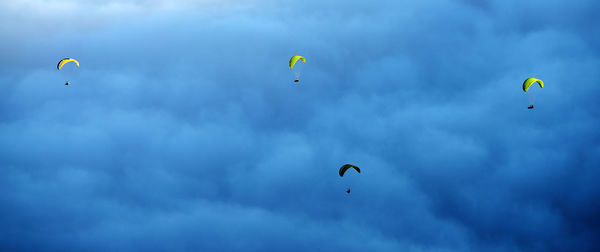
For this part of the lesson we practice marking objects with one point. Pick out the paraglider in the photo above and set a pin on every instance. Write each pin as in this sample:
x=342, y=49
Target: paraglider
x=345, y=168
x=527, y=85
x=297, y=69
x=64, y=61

...

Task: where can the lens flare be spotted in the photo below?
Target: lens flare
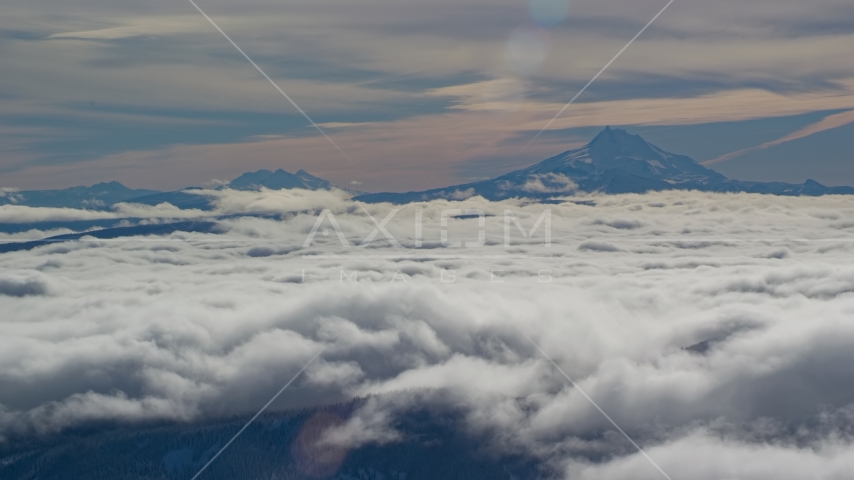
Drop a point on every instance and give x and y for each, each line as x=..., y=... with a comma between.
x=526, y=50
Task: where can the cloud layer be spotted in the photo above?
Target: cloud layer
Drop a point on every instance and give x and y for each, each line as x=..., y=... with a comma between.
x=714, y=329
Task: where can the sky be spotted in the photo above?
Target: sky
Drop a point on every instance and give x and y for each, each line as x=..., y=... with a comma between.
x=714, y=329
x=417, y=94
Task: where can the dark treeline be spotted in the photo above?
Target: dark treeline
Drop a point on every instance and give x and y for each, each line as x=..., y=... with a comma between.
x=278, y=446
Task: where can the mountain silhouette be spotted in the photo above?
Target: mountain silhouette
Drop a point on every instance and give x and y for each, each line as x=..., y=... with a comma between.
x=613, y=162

--- STATED PROBLEM ---
Count the lines in the listing that contain the word "lens" and reply with only that number.

--- EXERCISE RESPONSE ---
2